* _Brief_: Collect every line in the records below that contains the word "elephant", and copy each of those lines in full.

* _Given data_:
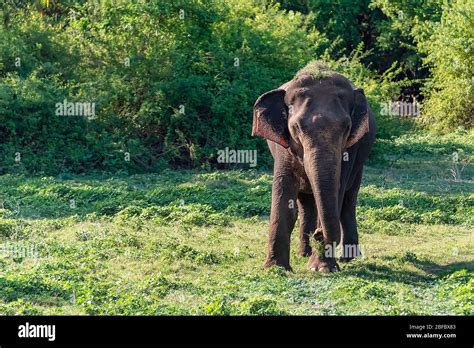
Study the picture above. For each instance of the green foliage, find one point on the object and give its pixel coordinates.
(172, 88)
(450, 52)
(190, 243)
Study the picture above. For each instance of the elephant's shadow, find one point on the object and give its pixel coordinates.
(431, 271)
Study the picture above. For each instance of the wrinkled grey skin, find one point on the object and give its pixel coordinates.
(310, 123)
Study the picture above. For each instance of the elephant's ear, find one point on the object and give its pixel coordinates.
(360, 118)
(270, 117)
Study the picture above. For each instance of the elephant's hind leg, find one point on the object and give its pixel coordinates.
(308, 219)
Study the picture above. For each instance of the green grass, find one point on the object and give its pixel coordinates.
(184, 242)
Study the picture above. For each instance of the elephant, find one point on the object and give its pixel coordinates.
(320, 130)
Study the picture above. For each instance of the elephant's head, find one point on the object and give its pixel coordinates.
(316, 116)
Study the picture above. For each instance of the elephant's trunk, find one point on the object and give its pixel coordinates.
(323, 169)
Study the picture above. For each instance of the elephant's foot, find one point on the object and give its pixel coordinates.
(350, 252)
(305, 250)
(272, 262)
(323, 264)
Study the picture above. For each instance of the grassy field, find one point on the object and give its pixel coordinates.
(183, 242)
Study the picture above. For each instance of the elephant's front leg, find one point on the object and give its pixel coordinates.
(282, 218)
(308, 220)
---
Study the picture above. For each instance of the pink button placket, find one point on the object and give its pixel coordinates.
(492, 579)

* _Written response_:
Study the picture above. For each instance of the elephant's shadow, find one point on the object and give its pixel coordinates.
Study the picture above. For each instance of the elephant's ear, find one point on the object and give its pixel coordinates.
Study the picture above. For each instance of the elephant's hind leg, find one point on the object and give its pixel coordinates.
Study the picture above. For each instance of the elephant, find one point on the object and give its pixel coordinates.
Study the picture above. For each instance of the elephant's head, find one point on the object and give its pixel coordinates.
Study the picture above. For each instance of the elephant's trunk, find one point on the object and give its pixel coordinates.
Study the picture above. For each instance of the elephant's foot, find one point on the object and give its pixel coordinates.
Study the picture above. For each instance of the elephant's front leg, find one point on the object and give its pixel coordinates.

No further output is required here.